Предложенный текст:
____

Виртуальный топос позволяет смешивать реальность и фантазию, законы карнавала стирают границы между правдой и неправдой, выдумкой, ложью. Карнавальное сознание делает правду явлением условным, относительным, даже неважным. Не имеет смысла разгадывать, что скрывают виртуальные маски — аватарки, поскольку правда может не понравиться. Виртуальное бытие анонимно и бесстрашно, принципиально безответственно, что делает возможным разнообразное шутовство, кривляние, насмешку, сарказм, агрессивные высказывания и призывы, а также всевозможные слухи и сплетни. Бинарная оппозиция «правда — ложь» проявляется также через феномен фейка — недостоверной или откровенной лживой информации, практически не подлежащей опровержению или разоблачению. Безфейковые новости, даже в официальных СМИ, являются редким событием, не говоря о виртуальных новостных порталах. Сила и живучесть фей-ков состоит в том, что они притягательны своей карнавальной скандальностью, практически не-
опровержимы, рассчитаны на нерассуждающую аудиторию. Фейки — своеобразные карнавальные игрушки — переходят репостами из «рук в руки», умножая количество потребителей контента, и не позволяют остывать атмосфере интриг и развлечения. Фейковый контент рассчитан на широкую анонимную аудиторию, и, в конечном счете — на массовое сознание, не склонное к критике и рассуждению. В сетях действует неоспоримый закон карнавала — преобладание эмоционального начала над рассудочным, поэтому при всем желании правды массовая аудитория не склонна к серьезным размышлениям по поводу истинного положения вещей, будь то политика, экономика, культура или досуг. Когда очередной фейк исчерпывает свой интригующий ресурс, появляется новый, причем мало кого из пользователей сети интересует его первоисточник: сетевое поведение, как правило, довольно лениво, карнавал не располагает к серьезности, наоборот, он призван к ее отрицанию. В конечном счете, фейки нивелируют значимость правдивой информации, отсылают потребителей к упрощенным схемам тех или иных событий, скандальным слухам. «Правда» остается за пределами карнавальной атмосферы, суть карнавала — в опрокидывании действительной картины мира.
Переворачивание реального и виртуального бытия сопровождается сменой оппозиций «слуга» — «господин». «Слуга» — социализированная форма реального человеческого бытия. Будучи укорененной в социуме, личность неизбежно встраивается в определенную иерархию, наделяется правами и обязанностями соответствующих статусов и социальных ролей, зависит от большого количества правил и установлений, социальных потребностей и интересов. Таким образом, личность является «слугой» различных социальных институтов и обременена ответственностью разного рода.

____

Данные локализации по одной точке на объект

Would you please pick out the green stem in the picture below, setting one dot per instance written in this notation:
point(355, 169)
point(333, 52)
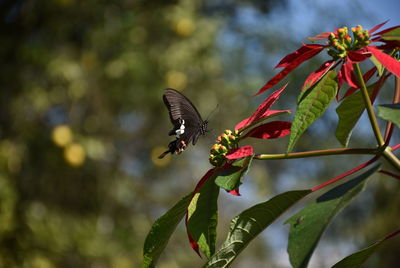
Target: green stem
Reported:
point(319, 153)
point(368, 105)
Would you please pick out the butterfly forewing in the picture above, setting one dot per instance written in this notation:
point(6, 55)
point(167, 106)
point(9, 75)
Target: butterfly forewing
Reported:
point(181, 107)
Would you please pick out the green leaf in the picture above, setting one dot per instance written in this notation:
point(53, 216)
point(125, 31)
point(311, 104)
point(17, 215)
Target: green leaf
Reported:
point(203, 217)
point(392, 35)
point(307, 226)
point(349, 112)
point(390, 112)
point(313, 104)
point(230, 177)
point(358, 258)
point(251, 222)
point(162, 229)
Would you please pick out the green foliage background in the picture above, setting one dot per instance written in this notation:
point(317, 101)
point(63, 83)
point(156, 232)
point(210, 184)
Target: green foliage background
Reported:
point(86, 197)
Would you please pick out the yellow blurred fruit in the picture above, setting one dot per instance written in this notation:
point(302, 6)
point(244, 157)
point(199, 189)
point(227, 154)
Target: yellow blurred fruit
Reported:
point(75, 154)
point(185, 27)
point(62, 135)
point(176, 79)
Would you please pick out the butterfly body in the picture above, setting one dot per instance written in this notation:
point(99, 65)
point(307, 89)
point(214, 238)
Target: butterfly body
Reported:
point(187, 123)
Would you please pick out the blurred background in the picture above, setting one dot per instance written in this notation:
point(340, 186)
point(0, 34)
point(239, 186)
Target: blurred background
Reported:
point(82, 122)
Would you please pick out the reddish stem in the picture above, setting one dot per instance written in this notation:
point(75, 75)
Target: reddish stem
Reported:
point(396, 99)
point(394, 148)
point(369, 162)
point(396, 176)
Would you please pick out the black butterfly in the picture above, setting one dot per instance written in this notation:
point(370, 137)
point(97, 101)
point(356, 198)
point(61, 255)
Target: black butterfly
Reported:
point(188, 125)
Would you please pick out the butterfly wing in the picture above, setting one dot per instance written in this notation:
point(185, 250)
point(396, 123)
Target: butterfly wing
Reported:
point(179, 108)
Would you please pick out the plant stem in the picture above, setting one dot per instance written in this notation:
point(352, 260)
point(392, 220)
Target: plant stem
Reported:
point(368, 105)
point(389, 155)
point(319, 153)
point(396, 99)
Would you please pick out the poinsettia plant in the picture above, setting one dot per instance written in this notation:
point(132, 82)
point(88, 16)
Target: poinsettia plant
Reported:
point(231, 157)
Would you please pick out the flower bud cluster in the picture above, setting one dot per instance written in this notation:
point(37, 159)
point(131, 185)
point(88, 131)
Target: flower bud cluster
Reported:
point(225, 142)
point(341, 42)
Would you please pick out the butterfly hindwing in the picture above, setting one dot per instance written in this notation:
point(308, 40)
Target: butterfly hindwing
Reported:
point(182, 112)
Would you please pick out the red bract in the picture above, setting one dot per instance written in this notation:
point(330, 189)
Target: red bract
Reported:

____

Задания:
**A)** Ответьте на вопросы по тексту о виртуальном карнавале.
(i) Что, согласно тексту, делает правду явлением условным и относительным?
(ii) Какое начало, по закону карнавала, преобладает в сетях над рассудочным?
(iii) Чем в тексте названо понятие «слуга»?
**B)** Продолжите текст о виртуальном карнавале, начав сразу после его последнего предложения.

Ответы к упражнению:
**A)**
(i) Карнавальное сознание.
(ii) Эмоциональное начало.
(iii) Социализированной формой реального человеческого бытия.

**B)**
Карнавальное бытие социальных сетей отрицает все привычные социальные роли, делает «слугу» виртуальным «господином». Оно лишено каких-либо сугубо утилитарных потребностей, свободно от бюрократического официоза, моральной сентенциозности. Сетевое бытие обладает «веселой относительностью» и незавершенностью, оно целиком подвластно своему обладателю, который волен его размножить, изменить или уничтожить. Такое бытие свободно от непосредственного государственного и социального контроля, подчинено только сетевому этикету, который, в свою очередь, является результатом неписаного консенсуса. Конечно, «бытие виртуальное» не лишено некоторой ответственно-
сти: существуют определенные ограничения на выражения, репосты и т. п. Но сутью карнавала является свобода, отмена иерархий и нарушение запретов, культурных и религиозных табу. Именно карнавальная свобода служит инструментом отрицания многих установлений и условностей, запретов и ограничений социокультурного характера. Ее смысл — в освобождении от официальных принуждений, серьезности, моральных и религиозных установок и бытовых условностей, норм и правил языка и традиционного этикета. Сетевой субъект — это априорно свободный распорядитель как своего виртуального двойника, так и сетевого пространства в целом. Карнавальная сущность сетевой субкультуры — это свобода творчества, эпатирования, отрицания, основанная на смеховом начале. Современные технологии (особенно связанные с фотографией) позволяют экспериментировать с любыми изображениями (внешностью, окружением, интерьером и т. п.), превращая «шутов» в «королей», и наоборот. Возвышение и снижение, юмор и пародия — неотъемлемые атрибуты карнавализации.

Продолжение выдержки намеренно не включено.